L’art est une parole d’homme à homme. Si une oeuvre d’art nous touche c’est parce qu’elle a été conçue par un humain et parle à notre humanité, la nourrit, l’enrichit au point de renouveler notre regard sur le monde et notre présence à celui-ci.
L’art s’il est une parole d’homme à homme n’est pas, à proprement parler, une parole d’expert à profane, une parole d’initié à novice, puisqu’en vertu du processus artistique le créateur artiste n’est pas loin de se considérer comme le premier des ignorants, le découvreur lui-même étonné par ce qu’il a découvert et qu’il invite à découvrir. Et celui qui accueille, et reçoit, l’œuvre s’en trouve immédiatement saisi, surpris, intéressé, pris sous le charme, sans un quelconque processus d’apprentissage, comme si malgré sa nouveauté, l’œuvre était comme « reconnue » d’emblée au point de faire dire : c’est beau, c’est fort, c’est saisissant. Je me laisse toucher, j’entre dans cet espace a priori étranger.

• **Consigne 1**:
Dans les lignes fournies, recopiez celles qui vont de la ligne contenant « of the arched » jusqu'à la ligne contenant « [(150, 321)] », toutes deux comprises. Substituez « doorway » à « arched entrance » sans rien modifier d'autre.

• **Données fournies**:
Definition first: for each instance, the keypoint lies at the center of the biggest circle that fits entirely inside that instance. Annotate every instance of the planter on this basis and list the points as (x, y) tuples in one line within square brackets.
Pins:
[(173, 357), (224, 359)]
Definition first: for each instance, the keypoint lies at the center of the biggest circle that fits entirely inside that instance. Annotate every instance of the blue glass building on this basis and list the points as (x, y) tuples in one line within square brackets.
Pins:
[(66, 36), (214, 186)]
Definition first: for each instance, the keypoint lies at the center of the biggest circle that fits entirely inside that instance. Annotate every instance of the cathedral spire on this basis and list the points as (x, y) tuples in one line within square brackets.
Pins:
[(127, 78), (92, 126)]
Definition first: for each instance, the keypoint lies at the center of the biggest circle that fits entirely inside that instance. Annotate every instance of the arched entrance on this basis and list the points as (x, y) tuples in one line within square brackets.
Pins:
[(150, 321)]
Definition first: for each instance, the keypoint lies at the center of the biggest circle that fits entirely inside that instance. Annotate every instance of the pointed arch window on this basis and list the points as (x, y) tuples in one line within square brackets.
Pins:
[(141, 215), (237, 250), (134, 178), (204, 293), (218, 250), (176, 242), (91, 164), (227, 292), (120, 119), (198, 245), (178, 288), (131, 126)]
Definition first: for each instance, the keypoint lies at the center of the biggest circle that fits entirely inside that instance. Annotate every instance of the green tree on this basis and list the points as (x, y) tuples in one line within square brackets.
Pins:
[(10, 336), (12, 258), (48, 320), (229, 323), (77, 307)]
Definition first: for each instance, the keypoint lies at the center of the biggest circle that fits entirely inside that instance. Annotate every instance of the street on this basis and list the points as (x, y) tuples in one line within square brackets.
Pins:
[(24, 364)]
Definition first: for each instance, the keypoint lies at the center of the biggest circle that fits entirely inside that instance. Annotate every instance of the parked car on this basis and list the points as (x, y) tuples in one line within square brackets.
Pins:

• **Consigne 2**:
Résumez en deux phrases l'extrait du document sur l'art.

• **Résultat final 1**:
Definition first: for each instance, the keypoint lies at the center of the biggest circle that fits entirely inside that instance. Annotate every instance of the doorway on this basis and list the points as (x, y) tuples in one line within square brackets.
Pins:
[(150, 321)]

• **Résultat final 2**:
L'art y est présenté comme une parole d'homme à homme qui nous touche parce qu'elle vient d'un humain et nourrit notre humanité, au point de renouveler notre regard sur le monde. Ce n'est pas une parole d'expert à profane, car l'artiste se considère presque comme le premier des ignorants, et celui qui reçoit l'œuvre en est saisi d'emblée, sans apprentissage, comme s'il la reconnaissait.